> GIVEN PASSAGE:
┄┄┄┄┄┄
Wednesday, 13 May 2009

FAITH - MY PERSONAL BATTLE!



Hebrews 11:1 Now faith is the substance of things hoped for, the evidence of things not seen.

Luke 17:5-6 "The apostles said to the Lord, 'Increase our faith!' The Lord replied. 'If you had faith the size of a mustard seed, you could say to this mulberry tree, 'Be uprooted and planted in the sea,' and it would obey you.'"

We as Christians all believe and trust in God but how much faith do we really have in Him when it matters most? For most of us, not much am afraid and that is evidenced by our attitudes when in crisis but is it quantity that matters or is it quality? We all know what the bible says about that. We all know what Jesus said to His disciples when they asked Him to increase thier faith - Luke 17:5-6
If a man/woman is able to push a wheelbarrow with a monkey in it across a gorge/ravine on a single cable to and fro in your presence, several times and very steadily without even swaying at all and then asks you to replace the monkey, would you agree? I most certainly doubt that any of us would. You've seen him do it so you definately believe he can do it but still you wouldn't. If you believe he can do it then you should trust him and if you trust him you should have faith in him to take you safely accross and back but still you don't get in. Why? Empty faith! So, how can we profess to have faith in God whom we have not seen. We believe in His existence but do we really have any faith in His abilities is a question we should all be asking ourselves, not how much faith do we have in Him as quantity is of no consequence (Luke 17;5-6)In my opinion, this sums up our relationship with God.
┄┄┄┄┄┄
> DATA SECTION:

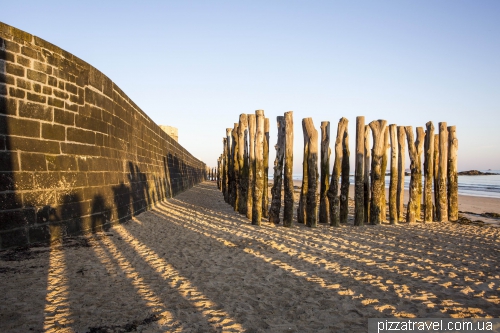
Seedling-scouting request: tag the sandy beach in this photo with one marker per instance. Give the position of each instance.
(192, 264)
┄┄┄┄┄┄
> TASKS TO PERFORM:
[a] In the post about faith, what does the man or woman pushing the wheelbarrow across the gorge ask you to do after crossing several times?
[b] Carry on the post about faith, starting after its last sentence.

> SET OF ANSWERS:
[a] To replace the monkey in the wheelbarrow.

[b]
The Lord has given me a sense of purpose, taught me to appreciate life regardless of the situation but i still ask questions of my faith in Him.Do you as well? For the benefit of all, i have a terminal lung condition and am on supplementary oxygen 24/7 and i have come to believe it is time that takes us away from this earth, not an illness, accident, etc...those are only means by which our lives end and it is God that determines that time thus i truely believe that nothing shall befall me unless He wills it...but...do i always remember that when it really matters? No! So what does that say about my faith? Am i faithful enough to take of the oxygen and say Lord, am in your hands now ...and qoute a lot of applicable scriptures? I doubt! Since i DO believe nothing shall befall me unless HE wills it, why don't i act accordingly when it matters most? I guess if i really have the faith of a mustard seed.....i would! A lot of people tell me i have great faith but i sometimes question myself..do i really?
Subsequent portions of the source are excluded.